About this exercise: Each entry shown below is to be reproduced exactly.

Record extracts:
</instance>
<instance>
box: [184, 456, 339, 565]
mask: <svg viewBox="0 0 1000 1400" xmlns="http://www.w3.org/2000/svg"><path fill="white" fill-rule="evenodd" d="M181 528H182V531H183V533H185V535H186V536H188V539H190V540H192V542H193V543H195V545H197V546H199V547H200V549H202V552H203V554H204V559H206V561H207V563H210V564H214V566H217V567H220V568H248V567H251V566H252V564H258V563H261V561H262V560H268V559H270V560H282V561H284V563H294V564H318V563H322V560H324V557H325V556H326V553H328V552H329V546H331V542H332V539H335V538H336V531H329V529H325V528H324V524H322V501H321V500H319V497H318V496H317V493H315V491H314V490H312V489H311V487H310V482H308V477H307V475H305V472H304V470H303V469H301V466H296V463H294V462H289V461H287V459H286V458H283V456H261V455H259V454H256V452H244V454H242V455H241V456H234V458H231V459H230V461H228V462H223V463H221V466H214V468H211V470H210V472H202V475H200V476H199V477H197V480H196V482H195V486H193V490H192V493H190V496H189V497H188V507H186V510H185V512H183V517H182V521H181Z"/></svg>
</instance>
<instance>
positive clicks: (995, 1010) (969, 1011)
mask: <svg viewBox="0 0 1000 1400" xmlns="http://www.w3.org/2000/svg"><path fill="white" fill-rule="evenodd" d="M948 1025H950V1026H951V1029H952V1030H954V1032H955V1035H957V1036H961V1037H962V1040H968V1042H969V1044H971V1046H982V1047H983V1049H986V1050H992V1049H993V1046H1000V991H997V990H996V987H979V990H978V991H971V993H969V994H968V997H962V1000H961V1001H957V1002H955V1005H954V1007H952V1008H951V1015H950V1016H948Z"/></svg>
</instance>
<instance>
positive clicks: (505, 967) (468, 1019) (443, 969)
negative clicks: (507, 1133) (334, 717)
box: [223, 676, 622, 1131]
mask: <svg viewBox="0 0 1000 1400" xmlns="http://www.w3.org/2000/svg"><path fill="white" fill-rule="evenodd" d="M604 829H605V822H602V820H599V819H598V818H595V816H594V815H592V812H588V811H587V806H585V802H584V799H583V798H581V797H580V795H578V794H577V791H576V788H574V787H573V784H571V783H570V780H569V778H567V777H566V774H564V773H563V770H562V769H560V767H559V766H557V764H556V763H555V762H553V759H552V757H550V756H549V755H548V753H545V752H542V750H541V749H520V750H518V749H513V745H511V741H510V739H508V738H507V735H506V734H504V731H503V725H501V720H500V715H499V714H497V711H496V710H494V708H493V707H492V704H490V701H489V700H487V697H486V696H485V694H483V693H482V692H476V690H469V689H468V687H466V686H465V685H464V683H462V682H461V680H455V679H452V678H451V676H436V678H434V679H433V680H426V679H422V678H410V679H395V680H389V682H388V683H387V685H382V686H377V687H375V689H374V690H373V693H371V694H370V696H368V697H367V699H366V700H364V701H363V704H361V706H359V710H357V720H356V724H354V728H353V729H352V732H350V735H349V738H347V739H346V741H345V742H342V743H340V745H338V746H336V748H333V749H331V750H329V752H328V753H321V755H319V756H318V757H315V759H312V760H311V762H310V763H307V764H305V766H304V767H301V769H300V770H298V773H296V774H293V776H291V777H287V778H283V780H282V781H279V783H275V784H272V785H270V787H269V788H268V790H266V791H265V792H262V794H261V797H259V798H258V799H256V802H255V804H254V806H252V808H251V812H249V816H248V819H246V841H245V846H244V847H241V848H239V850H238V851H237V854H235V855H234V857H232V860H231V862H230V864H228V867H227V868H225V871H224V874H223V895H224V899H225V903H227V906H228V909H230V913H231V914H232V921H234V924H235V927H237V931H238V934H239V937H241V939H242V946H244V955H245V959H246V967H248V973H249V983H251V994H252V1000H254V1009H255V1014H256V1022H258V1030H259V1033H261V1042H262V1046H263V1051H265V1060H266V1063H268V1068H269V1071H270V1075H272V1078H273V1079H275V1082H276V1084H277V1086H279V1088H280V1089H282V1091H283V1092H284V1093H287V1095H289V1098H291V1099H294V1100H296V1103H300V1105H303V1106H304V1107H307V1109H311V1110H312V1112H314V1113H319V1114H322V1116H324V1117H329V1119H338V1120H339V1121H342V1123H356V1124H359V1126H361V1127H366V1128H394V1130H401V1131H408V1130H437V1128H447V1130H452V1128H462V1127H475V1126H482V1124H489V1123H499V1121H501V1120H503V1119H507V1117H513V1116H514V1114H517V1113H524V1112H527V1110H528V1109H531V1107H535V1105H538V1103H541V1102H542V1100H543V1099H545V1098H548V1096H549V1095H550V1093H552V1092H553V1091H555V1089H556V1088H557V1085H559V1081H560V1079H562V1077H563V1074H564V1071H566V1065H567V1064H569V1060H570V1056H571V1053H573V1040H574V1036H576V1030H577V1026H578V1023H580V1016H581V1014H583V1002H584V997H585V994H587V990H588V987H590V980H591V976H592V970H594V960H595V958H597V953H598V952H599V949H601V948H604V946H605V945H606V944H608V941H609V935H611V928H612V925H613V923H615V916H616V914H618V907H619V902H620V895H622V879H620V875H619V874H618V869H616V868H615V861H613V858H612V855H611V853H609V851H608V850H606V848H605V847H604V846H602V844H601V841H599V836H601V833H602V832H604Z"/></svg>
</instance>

Response below:
</instance>
<instance>
box: [184, 456, 339, 565]
mask: <svg viewBox="0 0 1000 1400" xmlns="http://www.w3.org/2000/svg"><path fill="white" fill-rule="evenodd" d="M181 528H182V531H183V533H185V535H186V536H188V539H190V540H192V542H193V543H195V545H197V546H199V547H200V549H202V552H203V554H204V559H206V561H207V563H210V564H214V566H217V567H220V568H248V567H251V566H252V564H258V563H261V561H262V560H268V559H270V560H282V561H284V563H294V564H318V563H322V560H324V557H325V556H326V553H328V552H329V546H331V542H332V539H335V538H336V531H329V529H325V528H324V524H322V501H321V500H319V497H318V496H317V493H315V491H314V490H312V489H311V487H310V482H308V477H307V475H305V472H304V470H303V469H301V466H296V463H294V462H289V461H287V459H286V458H283V456H261V455H259V454H256V452H244V454H242V455H241V456H234V458H231V459H230V461H228V462H223V463H221V466H214V468H211V470H210V472H202V475H200V476H199V477H197V480H196V482H195V486H193V490H192V493H190V496H189V497H188V507H186V510H185V512H183V517H182V521H181Z"/></svg>
</instance>
<instance>
positive clicks: (995, 1010) (969, 1011)
mask: <svg viewBox="0 0 1000 1400" xmlns="http://www.w3.org/2000/svg"><path fill="white" fill-rule="evenodd" d="M948 1025H950V1026H951V1029H952V1030H954V1032H955V1035H957V1036H961V1037H962V1040H968V1042H969V1044H971V1046H982V1047H983V1049H986V1050H992V1049H993V1046H1000V991H997V990H996V987H979V990H978V991H971V993H969V994H968V997H962V1000H961V1001H957V1002H955V1005H954V1007H952V1008H951V1015H950V1016H948Z"/></svg>
</instance>
<instance>
positive clicks: (505, 967) (468, 1019) (443, 969)
negative clicks: (507, 1133) (334, 717)
box: [223, 676, 622, 1131]
mask: <svg viewBox="0 0 1000 1400" xmlns="http://www.w3.org/2000/svg"><path fill="white" fill-rule="evenodd" d="M604 829H605V822H602V820H599V819H598V818H595V816H594V815H592V812H588V811H587V806H585V802H584V799H583V798H581V797H580V795H578V794H577V791H576V788H574V787H573V784H571V783H570V780H569V778H567V777H566V774H564V773H563V770H562V769H560V767H559V766H557V764H556V763H555V762H553V759H552V757H550V756H549V755H548V753H545V752H542V750H541V749H520V750H518V749H513V745H511V741H510V739H508V738H507V735H506V734H504V731H503V725H501V720H500V715H499V714H497V711H496V710H494V708H493V707H492V704H490V701H489V700H487V697H486V696H485V694H483V693H482V692H476V690H469V689H468V687H466V686H465V685H464V683H462V682H461V680H455V679H452V678H451V676H436V678H434V679H433V680H426V679H422V678H410V679H395V680H389V682H388V683H387V685H382V686H377V687H375V689H374V690H373V693H371V694H370V696H368V697H367V699H366V700H364V701H363V704H361V706H359V710H357V720H356V724H354V728H353V729H352V732H350V735H349V738H347V739H346V741H345V742H342V743H340V745H338V746H336V748H333V749H331V750H329V752H328V753H321V755H319V756H318V757H315V759H312V760H311V762H310V763H307V764H305V766H304V767H301V769H300V770H298V773H296V774H293V776H291V777H287V778H283V780H282V781H279V783H275V784H272V785H270V787H269V788H268V790H266V791H265V792H262V794H261V797H259V798H258V799H256V802H255V804H254V806H252V808H251V812H249V816H248V819H246V841H245V846H244V847H241V848H239V850H238V851H237V854H235V855H234V857H232V860H231V862H230V864H228V867H227V868H225V871H224V874H223V895H224V899H225V903H227V906H228V909H230V913H231V914H232V921H234V924H235V927H237V931H238V934H239V937H241V939H242V946H244V955H245V959H246V967H248V973H249V983H251V994H252V1000H254V1009H255V1014H256V1022H258V1030H259V1033H261V1042H262V1046H263V1051H265V1060H266V1063H268V1068H269V1071H270V1075H272V1078H273V1079H275V1082H276V1084H277V1086H279V1088H280V1089H282V1091H283V1092H284V1093H287V1095H289V1098H291V1099H294V1100H296V1103H300V1105H303V1106H304V1107H307V1109H311V1110H312V1112H314V1113H319V1114H322V1116H324V1117H329V1119H338V1120H339V1121H342V1123H356V1124H359V1126H361V1127H366V1128H394V1130H401V1131H408V1130H437V1128H447V1130H452V1128H462V1127H475V1126H482V1124H489V1123H499V1121H501V1120H503V1119H507V1117H513V1116H514V1114H517V1113H524V1112H527V1110H528V1109H531V1107H535V1105H538V1103H541V1102H542V1100H543V1099H545V1098H548V1096H549V1095H550V1093H552V1092H553V1091H555V1089H556V1088H557V1085H559V1081H560V1079H562V1077H563V1074H564V1071H566V1065H567V1064H569V1060H570V1056H571V1053H573V1040H574V1036H576V1030H577V1026H578V1023H580V1016H581V1014H583V1002H584V997H585V994H587V990H588V987H590V980H591V976H592V970H594V960H595V958H597V953H598V952H599V949H601V948H604V946H605V945H606V944H608V941H609V935H611V928H612V925H613V923H615V916H616V914H618V907H619V902H620V895H622V879H620V875H619V874H618V869H616V868H615V861H613V858H612V855H611V853H609V851H608V850H606V848H605V847H604V846H602V844H601V841H599V836H601V833H602V832H604Z"/></svg>
</instance>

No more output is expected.